BRANO SCELTO |

• • • •

Le risposte delle città alle sfide dei cambiamenti climatici sono molto importanti, sia perché esse sono responsabili di gran parte delle missioni di gas ad effetto serra sia perché sono particolarmente sensibili ai rischi connessi al clima a causa della loro alta densità di popolazione, dei beni che vi sono ospitati e delle infrastrutture che vengono utilizzate.
Al contempo,  le aree urbane sono tenute fuori dai controversi negoziati internazionali dove si decidono le azioni a livello globale che devono contrastare gli effetti del global warming.
In tema di mitigazione e adattamento ai cambiamenti climatici, le città europee hanno un ruolo chiave per conseguire gli obiettivi fissati dalla “Energy Roadmap 2050”, adottata il 15 dicembre 2011 dalla Commissione UE che prevede di ridurre le emissioni di gas serra di almeno entro il 2050, rispetto ai livelli base del 1990, per evitare l’aumento della temperatura media globale di 2 °C, rispetto ai livelli pre-industriali.

Uno Studio, finanziato dal Programma multidisciplinare europeo COST ha preso in esame le risposte al problema dei cambiamenti climatici che offrono 200 città medio-grandi di 11 Paesi europei, analizzando per la prima volta i documenti programmatici e quelli di pianificazione strategica, anziché basarsi, come avvenuto in passato, sulle indicazioni autoreferenziali, come le interviste e i questionari rilasciati dai rappresentanti delle città.

La ricerca, coordinata dalla germanica Diana Reckien che lavora attualmente al Centro di Ricerca sulle Decisioni Ambientali della Columbia University di New York , alla quale hanno preso parte anche 3 ricercatori italiani (Monica Salvia e Filomena Pietrapertosa dell’Istituto di Metodologie per l’Analisi Ambientale del Consiglio Nazionale delle Ricerche (IMMA-CNR) e Davide Geneletti del Dipartimento di Ingegneria Civile, Ambientale e Ingegneria Meccanica – Tecnica e Pianificazione Urbanistica dell’Università di Trento), è stata ora pubblicata dalla Rivista Climate Change (D. Reckien et al., “Climate change response in Europe: what’s the reality? Analysis of adaptation and mitigation plans from 200 urban areas in 11 countries”.

Sono stati esaminati i Piani di adattamento, comprendenti le azioni di pianificazione e sviluppo urbano, che riducono la vulnerabilità ai cambiamenti climatici, e i Piani di mitigazione che includono azioni quali il miglioramento dell’efficienza energetica e produzione di energia da fonti rinnovabili, per ridurre le emissioni di gas serra.

• • • •

CONSEGNA | Ricopia dal brano qui sopra sulle città e i cambiamenti climatici la parte che si apre con le parole contenenti “In tema di mitigazione” e si chiude con “ai livelli pre-industriali.”.

• • • •

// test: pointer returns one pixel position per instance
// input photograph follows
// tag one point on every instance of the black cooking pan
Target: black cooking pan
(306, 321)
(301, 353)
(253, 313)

• • • •

RISULTATO |
In tema di mitigazione e adattamento ai cambiamenti climatici, le città europee hanno un ruolo chiave per conseguire gli obiettivi fissati dalla “Energy Roadmap 2050”, adottata il 15 dicembre 2011 dalla Commissione UE che prevede di ridurre le emissioni di gas serra di almeno entro il 2050, rispetto ai livelli base del 1990, per evitare l’aumento della temperatura media globale di 2 °C, rispetto ai livelli pre-industriali.